===== DATASET RECORDS =====

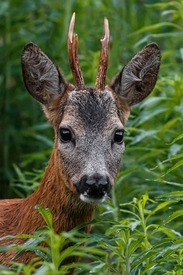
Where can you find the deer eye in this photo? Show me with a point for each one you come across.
(118, 136)
(65, 134)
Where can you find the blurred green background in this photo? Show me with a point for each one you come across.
(153, 158)
(144, 234)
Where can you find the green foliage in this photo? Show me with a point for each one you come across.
(138, 230)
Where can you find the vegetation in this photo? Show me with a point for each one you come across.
(139, 229)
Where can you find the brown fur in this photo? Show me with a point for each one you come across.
(19, 216)
(62, 102)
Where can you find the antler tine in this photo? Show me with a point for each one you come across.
(73, 56)
(101, 76)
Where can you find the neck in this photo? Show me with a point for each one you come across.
(67, 209)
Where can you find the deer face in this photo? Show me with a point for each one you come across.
(89, 122)
(90, 142)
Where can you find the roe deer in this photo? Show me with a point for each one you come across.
(89, 128)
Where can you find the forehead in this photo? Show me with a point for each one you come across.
(91, 108)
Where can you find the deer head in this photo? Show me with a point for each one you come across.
(89, 122)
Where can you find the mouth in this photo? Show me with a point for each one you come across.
(91, 199)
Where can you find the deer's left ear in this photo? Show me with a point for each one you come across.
(138, 78)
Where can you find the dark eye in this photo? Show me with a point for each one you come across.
(65, 134)
(118, 136)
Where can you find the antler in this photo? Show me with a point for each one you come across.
(101, 76)
(73, 56)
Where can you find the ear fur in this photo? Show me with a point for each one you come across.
(138, 78)
(41, 76)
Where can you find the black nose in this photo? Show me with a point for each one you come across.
(96, 186)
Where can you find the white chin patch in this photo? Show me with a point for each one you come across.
(87, 199)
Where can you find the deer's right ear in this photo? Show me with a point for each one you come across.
(41, 76)
(138, 78)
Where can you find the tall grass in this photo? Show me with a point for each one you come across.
(138, 230)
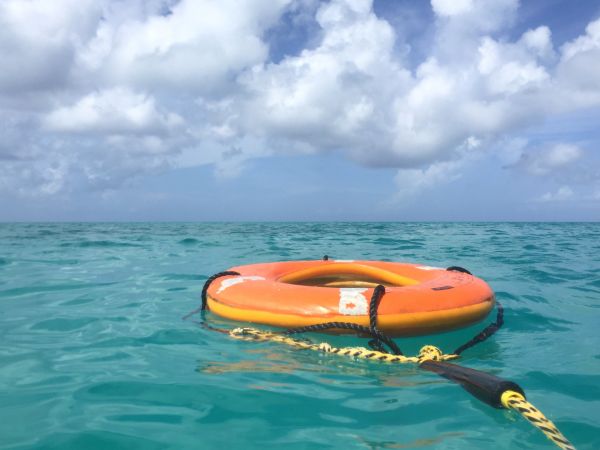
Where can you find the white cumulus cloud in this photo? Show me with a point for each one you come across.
(117, 89)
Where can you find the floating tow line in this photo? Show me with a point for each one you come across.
(494, 391)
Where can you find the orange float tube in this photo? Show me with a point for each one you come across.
(418, 300)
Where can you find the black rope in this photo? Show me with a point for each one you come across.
(485, 333)
(378, 337)
(207, 283)
(459, 269)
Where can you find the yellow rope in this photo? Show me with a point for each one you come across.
(516, 401)
(509, 399)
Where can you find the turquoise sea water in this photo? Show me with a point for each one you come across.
(94, 353)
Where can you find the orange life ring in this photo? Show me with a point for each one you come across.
(419, 299)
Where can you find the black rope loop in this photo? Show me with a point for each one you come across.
(379, 338)
(210, 280)
(486, 332)
(207, 283)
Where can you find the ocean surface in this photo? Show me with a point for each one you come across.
(94, 353)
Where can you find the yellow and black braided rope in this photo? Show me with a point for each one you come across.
(516, 401)
(428, 352)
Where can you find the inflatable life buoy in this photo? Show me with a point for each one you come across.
(418, 300)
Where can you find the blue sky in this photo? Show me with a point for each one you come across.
(299, 110)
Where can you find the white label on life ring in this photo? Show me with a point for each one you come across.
(353, 302)
(237, 280)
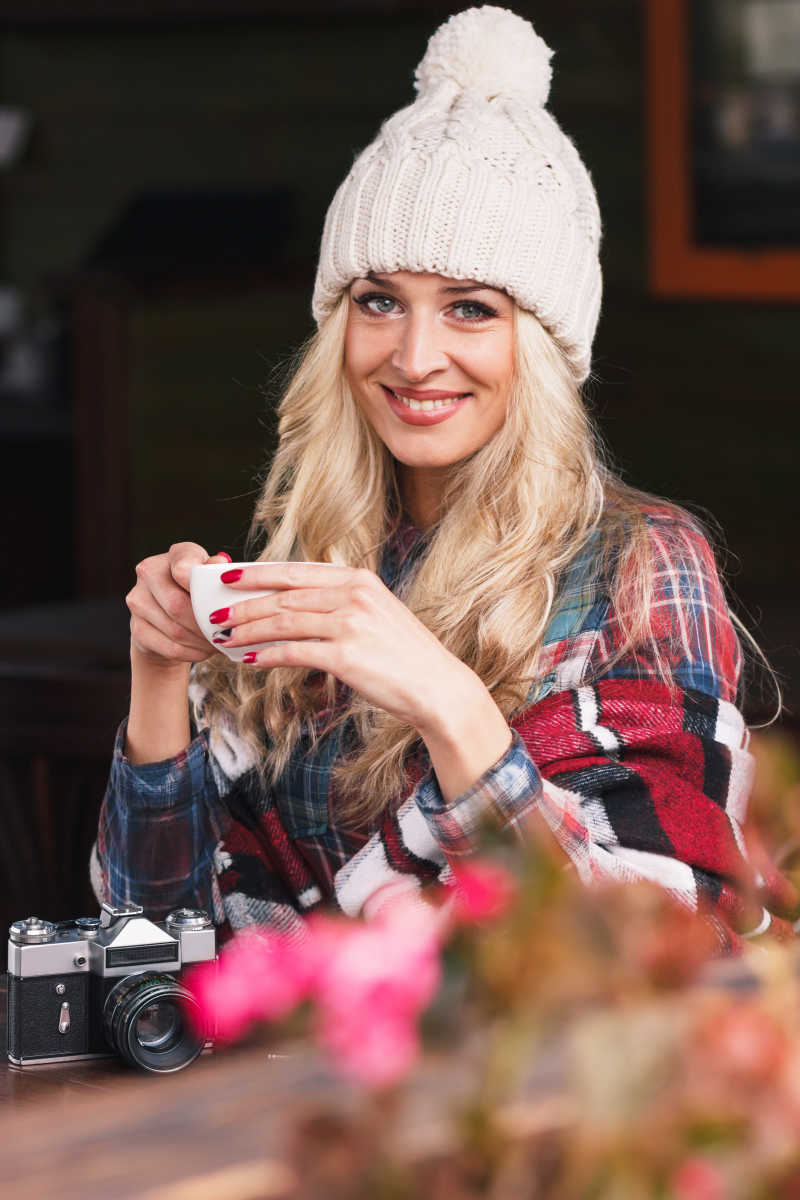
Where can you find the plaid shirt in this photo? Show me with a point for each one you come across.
(636, 779)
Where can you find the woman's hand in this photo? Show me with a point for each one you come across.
(366, 636)
(163, 630)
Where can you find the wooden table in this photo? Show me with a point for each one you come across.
(227, 1127)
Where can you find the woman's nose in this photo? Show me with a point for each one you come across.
(420, 348)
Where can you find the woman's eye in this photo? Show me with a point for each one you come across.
(471, 310)
(376, 304)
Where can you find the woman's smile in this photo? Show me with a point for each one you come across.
(429, 363)
(423, 408)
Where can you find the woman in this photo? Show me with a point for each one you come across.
(511, 629)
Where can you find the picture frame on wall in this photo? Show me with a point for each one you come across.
(723, 148)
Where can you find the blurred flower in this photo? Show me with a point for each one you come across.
(482, 892)
(260, 976)
(743, 1041)
(371, 988)
(697, 1179)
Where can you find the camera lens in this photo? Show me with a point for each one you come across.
(158, 1026)
(145, 1021)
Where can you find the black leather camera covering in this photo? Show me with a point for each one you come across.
(34, 1012)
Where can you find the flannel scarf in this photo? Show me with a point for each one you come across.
(637, 779)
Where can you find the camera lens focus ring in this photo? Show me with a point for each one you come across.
(146, 1021)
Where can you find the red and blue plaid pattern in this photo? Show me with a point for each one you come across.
(636, 778)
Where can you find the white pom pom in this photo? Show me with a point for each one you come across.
(492, 51)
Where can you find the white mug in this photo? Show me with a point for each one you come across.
(209, 593)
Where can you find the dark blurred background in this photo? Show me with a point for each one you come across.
(164, 172)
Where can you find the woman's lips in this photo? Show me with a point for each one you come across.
(415, 417)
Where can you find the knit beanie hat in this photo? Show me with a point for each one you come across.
(475, 180)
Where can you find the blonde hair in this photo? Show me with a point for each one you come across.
(513, 516)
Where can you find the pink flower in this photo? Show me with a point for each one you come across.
(697, 1179)
(371, 985)
(260, 976)
(483, 892)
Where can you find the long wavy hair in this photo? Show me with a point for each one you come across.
(513, 516)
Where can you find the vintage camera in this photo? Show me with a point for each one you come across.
(97, 985)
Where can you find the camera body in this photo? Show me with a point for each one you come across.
(94, 987)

=====

◆ DIRECTIONS FOR THIS TASK:
Restate the data above word for word. Skip every picture.

◆ REPLY:
Where can you find the deer eye in this photo? Show me with a point for each one you come across.
(118, 136)
(65, 134)
Where can you find the blurred green background in this photo? Show me with a point for each one you come across.
(153, 158)
(144, 234)
Where can you find the green foliage in this photo? Show me with a point for each one you come across.
(138, 230)
Where can you find the vegetation in this photo? Show me with a point for each one you come across.
(139, 229)
Where can you find the brown fur in this photo? Show me with a point for each one you come across.
(19, 216)
(62, 102)
Where can you find the antler tine in this photo? Show me with a point for each one you come across.
(73, 56)
(101, 76)
Where can you find the neck in this photo? Show me with a point for each one you come across.
(67, 209)
Where can you find the deer face in this photo? Show me with a point for each one you come across.
(89, 122)
(90, 142)
Where can you find the roe deer in this photo? Show me with a point for each one you come across.
(89, 128)
Where can you find the forehead in this photo? Show me with a point for each one you come across.
(91, 108)
Where can you find the deer head in this photo? Show me with a point for each one you come across.
(89, 122)
Where can you find the mouth in this photo? Show me with a point for each one you come across.
(91, 199)
Where can you find the deer's left ear in this photo? Show me with a point for each one you come across.
(138, 78)
Where can you find the dark eye in this photo? Show me with a point for each one you come across.
(65, 134)
(118, 136)
Where can you find the antler in this photo? Show me with a point for each one you come across.
(101, 76)
(73, 56)
Where can you find the ear fur in this photo? Show me with a point for each one you come across.
(138, 78)
(41, 76)
Where can you find the black nose in this photo? Show me with a point for each one you come across.
(96, 186)
Where can you find the white chin patch in this photo? Show me with a point for each one you come across.
(87, 199)
Where can you find the deer's right ear in this photo? Show me with a point for each one you come across.
(41, 76)
(138, 78)
Where can you find the tall grass in this photo? Show me with a point for each one you come across.
(138, 230)
Where can you find the white cumulus cloud in this photo? Show me with a point for each one you come across.
(117, 89)
Where can you find the floating tow line in this photo? Show me with a point for each one you come across.
(494, 391)
Where can you find the orange float tube in this photo? Show me with a point for each one you come across.
(418, 300)
Where can you find the black rope in this photo? Show me with a point for each one you come across.
(485, 333)
(378, 337)
(207, 283)
(459, 269)
Where can you find the yellow rope in this photo? Show me with a point for each one you come across.
(516, 401)
(509, 399)
Where can you find the turquoise sea water in this photo? Show me with a point for each one you come across.
(94, 353)
Where can you find the orange life ring in this photo? Show me with a point for each one you come across.
(419, 299)
Where can you find the black rope loop in this photo? Show me with a point for each one you come across.
(379, 338)
(210, 280)
(486, 332)
(207, 283)
Where can you find the ocean surface in this photo? Show me with a point for each one you come across.
(94, 353)
Where can you find the yellow and black braided rope in this photo? Show me with a point for each one you come across.
(516, 401)
(428, 352)
Where can you find the inflatable life buoy in this photo? Show me with a point for each one you come across.
(418, 300)
Where can you find the blue sky in this photo? Show me with a point for each one you come across.
(299, 110)
Where can you find the white label on life ring in this photo? Show me with a point for each one you come across.
(353, 302)
(237, 280)
Where can you find the plaid shirt in this photo? Show me with a point for each one you come across.
(636, 779)
Where can you find the woman's hand in this photo? Show me with a point for each one you come across.
(366, 636)
(163, 630)
Where can you find the wooden table in this photo? Show me with a point for each one you come across.
(227, 1127)
Where can you find the woman's nose in this photo? Show me with a point for each one you come across.
(420, 348)
Where can you find the woman's eye in this photo? Show me with a point for each one you come across.
(471, 310)
(376, 304)
Where can you find the woman's smile in this photo? Show me with a point for each one you come across.
(429, 363)
(423, 408)
Where can you find the woman in this photo? Show me with a point for each one you come across.
(511, 629)
Where can you find the picture frame on wall in this photo? Show me with a point for each one you come across.
(723, 148)
Where can you find the blurred flower in this photo? Show me with a point for each one you come across.
(482, 892)
(260, 976)
(743, 1041)
(371, 988)
(697, 1179)
Where can you find the camera lens in this photo? Show me with a point for each one you come across.
(158, 1026)
(145, 1021)
Where can you find the black leather camera covering in this photo? Show me with a point for each one you come across.
(34, 1012)
Where can you find the flannel scarf in this photo? Show me with a point for each one you come across.
(637, 779)
Where can you find the camera lens focus ring in this photo? Show me with a point for each one you come across.
(146, 1021)
Where can you find the red and blue plaid pattern in this photo? Show me with a point for each one you come across.
(636, 778)
Where can you find the white pom pom in this photo? Show me with a point for each one you come across.
(492, 51)
Where can you find the white mug in this photo? Show me with a point for each one you come across.
(209, 593)
Where can you find the dark blurred background in this photo? Show me with a point for each one you come across.
(164, 172)
Where can you find the woman's lips in this photo? Show me with a point for each one you come across.
(415, 417)
Where can you find the knit beanie hat in this photo? Show me with a point for each one you come across.
(475, 180)
Where can you find the blonde hair in this photo? Show me with a point for each one you come across.
(513, 516)
Where can you find the pink flower in this photo? Show me with a point for each one you come across.
(697, 1179)
(371, 985)
(260, 976)
(483, 892)
Where can you find the long wavy hair in this photo? Show me with a point for each one you come across.
(513, 516)
Where can you find the vintage camera in this photo? Show me with a point for each one you come across.
(97, 985)
Where can you find the camera body in this photo? Show me with a point for each one you come across.
(94, 987)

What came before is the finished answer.